**Given data**
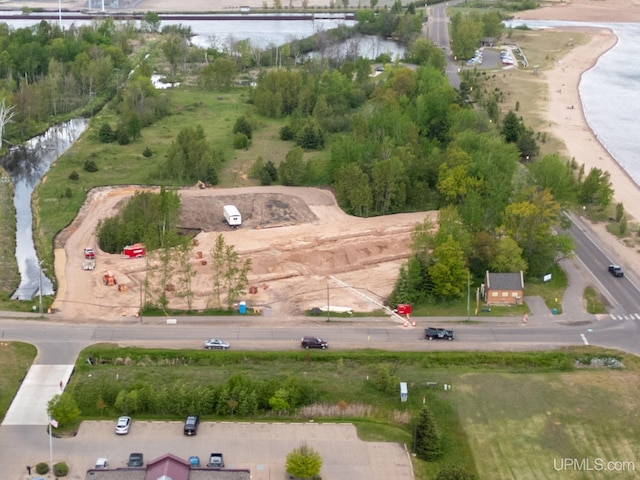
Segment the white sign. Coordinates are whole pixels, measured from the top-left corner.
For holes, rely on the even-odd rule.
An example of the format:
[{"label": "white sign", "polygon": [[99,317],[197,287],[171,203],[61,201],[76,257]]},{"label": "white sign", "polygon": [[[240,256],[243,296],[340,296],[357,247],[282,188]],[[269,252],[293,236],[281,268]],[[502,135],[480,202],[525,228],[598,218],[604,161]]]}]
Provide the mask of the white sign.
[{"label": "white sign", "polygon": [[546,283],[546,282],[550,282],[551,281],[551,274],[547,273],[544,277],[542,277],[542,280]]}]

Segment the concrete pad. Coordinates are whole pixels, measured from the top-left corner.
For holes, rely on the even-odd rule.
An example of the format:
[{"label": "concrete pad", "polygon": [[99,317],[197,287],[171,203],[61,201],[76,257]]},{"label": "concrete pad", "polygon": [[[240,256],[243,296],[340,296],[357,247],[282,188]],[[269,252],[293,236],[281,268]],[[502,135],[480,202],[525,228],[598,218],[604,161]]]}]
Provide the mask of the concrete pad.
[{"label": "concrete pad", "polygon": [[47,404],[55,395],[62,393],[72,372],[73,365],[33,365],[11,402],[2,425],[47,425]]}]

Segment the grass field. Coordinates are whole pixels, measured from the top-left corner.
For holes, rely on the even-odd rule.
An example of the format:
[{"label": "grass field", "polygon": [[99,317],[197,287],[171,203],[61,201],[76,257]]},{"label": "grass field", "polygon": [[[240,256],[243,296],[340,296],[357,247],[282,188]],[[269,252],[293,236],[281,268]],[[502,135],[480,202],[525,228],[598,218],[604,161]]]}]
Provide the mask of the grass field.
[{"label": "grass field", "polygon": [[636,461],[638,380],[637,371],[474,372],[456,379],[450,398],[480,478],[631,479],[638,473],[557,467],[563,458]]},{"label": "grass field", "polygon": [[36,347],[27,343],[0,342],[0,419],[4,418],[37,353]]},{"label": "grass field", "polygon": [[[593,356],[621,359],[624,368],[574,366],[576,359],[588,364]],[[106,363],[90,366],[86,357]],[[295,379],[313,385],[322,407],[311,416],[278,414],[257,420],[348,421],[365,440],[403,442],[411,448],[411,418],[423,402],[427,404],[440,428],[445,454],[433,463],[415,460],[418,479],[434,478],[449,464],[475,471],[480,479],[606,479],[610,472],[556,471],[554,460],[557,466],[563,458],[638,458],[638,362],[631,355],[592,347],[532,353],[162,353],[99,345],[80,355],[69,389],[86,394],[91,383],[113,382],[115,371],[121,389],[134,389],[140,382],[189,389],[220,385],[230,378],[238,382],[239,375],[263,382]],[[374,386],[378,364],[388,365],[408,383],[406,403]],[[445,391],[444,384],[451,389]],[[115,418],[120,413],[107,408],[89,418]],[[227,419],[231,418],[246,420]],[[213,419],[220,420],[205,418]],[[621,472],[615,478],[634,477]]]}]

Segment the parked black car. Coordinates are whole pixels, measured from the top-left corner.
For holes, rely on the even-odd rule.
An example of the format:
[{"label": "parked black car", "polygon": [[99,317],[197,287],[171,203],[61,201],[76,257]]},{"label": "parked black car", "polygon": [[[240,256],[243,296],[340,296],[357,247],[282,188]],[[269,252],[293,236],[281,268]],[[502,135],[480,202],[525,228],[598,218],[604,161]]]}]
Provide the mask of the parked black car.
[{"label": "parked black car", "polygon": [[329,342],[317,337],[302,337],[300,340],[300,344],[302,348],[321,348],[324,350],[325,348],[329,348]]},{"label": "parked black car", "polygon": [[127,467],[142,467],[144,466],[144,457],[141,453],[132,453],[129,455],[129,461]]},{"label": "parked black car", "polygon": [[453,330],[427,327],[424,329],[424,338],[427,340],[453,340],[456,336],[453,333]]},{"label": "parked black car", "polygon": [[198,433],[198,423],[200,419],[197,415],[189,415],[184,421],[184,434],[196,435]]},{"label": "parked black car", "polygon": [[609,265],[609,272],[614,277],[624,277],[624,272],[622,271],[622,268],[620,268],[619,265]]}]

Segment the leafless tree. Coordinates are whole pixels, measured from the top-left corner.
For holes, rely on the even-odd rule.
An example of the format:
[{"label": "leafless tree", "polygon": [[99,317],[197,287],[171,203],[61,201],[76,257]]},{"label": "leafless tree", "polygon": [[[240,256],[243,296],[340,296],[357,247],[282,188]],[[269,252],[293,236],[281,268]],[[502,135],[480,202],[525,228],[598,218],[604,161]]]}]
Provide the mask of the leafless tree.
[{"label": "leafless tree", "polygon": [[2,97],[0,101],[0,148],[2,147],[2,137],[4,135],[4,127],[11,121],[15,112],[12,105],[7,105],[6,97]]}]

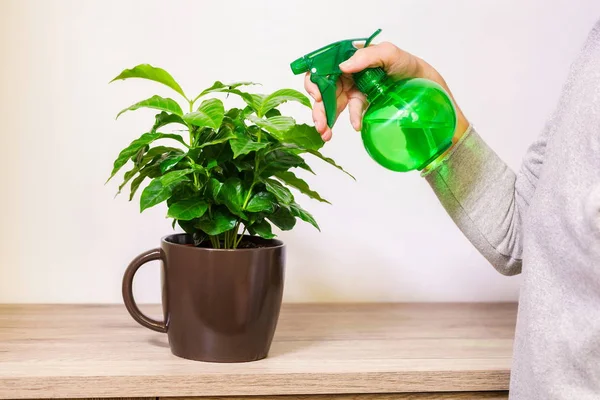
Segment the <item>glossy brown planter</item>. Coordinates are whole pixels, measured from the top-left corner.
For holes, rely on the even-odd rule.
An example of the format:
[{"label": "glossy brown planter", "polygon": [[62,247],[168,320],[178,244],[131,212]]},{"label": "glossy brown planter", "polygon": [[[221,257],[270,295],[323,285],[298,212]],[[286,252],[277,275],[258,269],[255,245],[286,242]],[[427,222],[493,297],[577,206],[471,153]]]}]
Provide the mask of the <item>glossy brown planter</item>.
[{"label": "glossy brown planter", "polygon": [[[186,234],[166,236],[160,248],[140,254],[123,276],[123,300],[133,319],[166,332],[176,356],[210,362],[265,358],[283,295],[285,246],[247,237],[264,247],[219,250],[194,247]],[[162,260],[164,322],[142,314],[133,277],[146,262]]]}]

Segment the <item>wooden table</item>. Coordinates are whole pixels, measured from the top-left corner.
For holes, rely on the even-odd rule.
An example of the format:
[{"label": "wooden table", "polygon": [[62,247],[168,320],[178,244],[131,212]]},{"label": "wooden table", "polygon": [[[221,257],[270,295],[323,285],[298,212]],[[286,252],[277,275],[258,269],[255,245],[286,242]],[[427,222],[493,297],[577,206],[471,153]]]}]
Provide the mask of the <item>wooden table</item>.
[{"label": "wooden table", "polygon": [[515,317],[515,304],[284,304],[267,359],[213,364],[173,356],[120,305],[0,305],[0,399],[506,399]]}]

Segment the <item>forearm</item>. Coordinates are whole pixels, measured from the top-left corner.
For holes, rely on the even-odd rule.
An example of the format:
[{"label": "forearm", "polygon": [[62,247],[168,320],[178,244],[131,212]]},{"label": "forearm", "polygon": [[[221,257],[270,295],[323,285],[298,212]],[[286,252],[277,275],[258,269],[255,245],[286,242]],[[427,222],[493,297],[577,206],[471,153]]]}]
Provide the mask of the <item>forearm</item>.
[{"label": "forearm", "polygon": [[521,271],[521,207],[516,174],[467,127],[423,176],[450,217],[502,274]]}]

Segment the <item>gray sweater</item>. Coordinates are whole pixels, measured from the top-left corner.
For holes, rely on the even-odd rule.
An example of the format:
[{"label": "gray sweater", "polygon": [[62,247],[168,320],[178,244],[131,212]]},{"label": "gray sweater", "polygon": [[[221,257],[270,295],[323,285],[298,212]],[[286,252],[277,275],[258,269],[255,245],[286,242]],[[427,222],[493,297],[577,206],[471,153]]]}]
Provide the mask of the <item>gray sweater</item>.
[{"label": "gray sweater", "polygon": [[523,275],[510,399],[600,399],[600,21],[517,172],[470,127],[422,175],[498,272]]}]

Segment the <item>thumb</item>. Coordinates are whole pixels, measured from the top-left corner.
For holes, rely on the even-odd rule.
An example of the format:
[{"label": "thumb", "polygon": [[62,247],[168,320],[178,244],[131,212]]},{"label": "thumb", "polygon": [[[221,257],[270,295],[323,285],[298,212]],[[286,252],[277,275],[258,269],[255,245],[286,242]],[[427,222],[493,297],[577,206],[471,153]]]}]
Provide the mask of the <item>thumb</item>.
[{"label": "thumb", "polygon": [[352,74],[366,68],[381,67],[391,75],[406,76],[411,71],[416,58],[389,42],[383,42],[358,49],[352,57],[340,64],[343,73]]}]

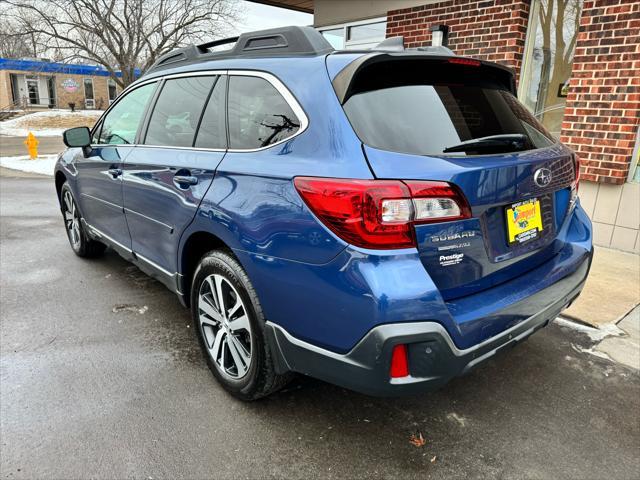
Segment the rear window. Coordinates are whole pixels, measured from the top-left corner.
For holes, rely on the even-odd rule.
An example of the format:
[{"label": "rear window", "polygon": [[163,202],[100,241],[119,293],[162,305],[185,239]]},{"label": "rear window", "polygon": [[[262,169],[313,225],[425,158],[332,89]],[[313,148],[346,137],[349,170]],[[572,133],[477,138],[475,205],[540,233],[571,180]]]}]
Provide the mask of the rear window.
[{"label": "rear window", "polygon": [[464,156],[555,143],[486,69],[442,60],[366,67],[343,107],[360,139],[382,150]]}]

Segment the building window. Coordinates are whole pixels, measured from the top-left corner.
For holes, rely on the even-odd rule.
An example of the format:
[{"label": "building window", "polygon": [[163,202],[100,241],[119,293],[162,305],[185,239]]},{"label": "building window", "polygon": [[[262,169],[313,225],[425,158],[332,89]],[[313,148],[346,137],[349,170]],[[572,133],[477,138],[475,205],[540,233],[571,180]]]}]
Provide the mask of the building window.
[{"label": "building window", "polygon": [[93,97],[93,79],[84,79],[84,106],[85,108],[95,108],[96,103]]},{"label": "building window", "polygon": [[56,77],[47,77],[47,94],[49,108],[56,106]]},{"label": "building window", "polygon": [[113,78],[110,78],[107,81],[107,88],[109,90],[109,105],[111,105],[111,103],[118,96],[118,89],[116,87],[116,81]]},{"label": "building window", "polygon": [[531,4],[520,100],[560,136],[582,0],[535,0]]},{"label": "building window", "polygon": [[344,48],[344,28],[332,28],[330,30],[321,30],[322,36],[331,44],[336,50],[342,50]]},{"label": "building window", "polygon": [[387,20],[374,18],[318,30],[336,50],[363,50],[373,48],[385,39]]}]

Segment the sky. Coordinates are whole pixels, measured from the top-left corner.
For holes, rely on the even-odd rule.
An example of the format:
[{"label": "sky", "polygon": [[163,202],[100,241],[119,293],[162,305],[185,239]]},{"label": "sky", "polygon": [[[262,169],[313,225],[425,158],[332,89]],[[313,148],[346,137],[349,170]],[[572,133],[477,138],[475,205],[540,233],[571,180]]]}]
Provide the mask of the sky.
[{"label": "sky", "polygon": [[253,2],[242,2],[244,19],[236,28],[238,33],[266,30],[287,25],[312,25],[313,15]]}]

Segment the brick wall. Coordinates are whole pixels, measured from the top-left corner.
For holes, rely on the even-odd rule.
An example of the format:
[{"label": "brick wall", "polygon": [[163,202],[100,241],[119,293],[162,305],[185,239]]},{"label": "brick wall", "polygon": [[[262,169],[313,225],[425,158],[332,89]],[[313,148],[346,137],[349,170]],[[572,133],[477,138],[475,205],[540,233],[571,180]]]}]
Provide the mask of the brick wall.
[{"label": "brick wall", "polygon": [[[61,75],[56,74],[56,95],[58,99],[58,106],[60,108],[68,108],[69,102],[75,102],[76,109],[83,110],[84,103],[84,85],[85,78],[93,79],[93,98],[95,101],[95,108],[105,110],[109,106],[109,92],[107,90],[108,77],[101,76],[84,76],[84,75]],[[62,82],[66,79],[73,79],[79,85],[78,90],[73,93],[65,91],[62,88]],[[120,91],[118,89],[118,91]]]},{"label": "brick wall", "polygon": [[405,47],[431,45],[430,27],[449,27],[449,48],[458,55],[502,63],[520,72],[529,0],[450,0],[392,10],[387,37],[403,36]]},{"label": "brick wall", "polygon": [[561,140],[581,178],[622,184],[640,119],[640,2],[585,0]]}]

**Exercise aim**
Exact duplication is required for the lines above, from the line that contains "Provide the mask of the white sign." to the line that contains "Segment the grass", inclusive; omit all others.

**Answer to this problem**
Provide the mask of the white sign.
[{"label": "white sign", "polygon": [[546,283],[546,282],[550,282],[551,281],[551,274],[547,273],[544,277],[542,277],[542,280]]}]

Segment the concrete pad. Coordinates are whole pixels, measured from the top-left corner.
For holes, rely on the even-odd rule.
An example of the format:
[{"label": "concrete pad", "polygon": [[99,317],[197,287],[171,203],[61,201],[76,257]]},{"label": "concrete pad", "polygon": [[[240,256],[243,296],[340,296],[357,247],[282,188]],[[269,252],[293,236],[281,268]],[[502,135],[480,202],[525,228],[598,218],[604,161]]]}]
Provide the mask of the concrete pad.
[{"label": "concrete pad", "polygon": [[47,404],[55,395],[62,393],[72,372],[73,365],[33,365],[11,402],[2,425],[47,425]]}]

Segment the grass field. Coordinates are whole pixels, measured from the top-left corner.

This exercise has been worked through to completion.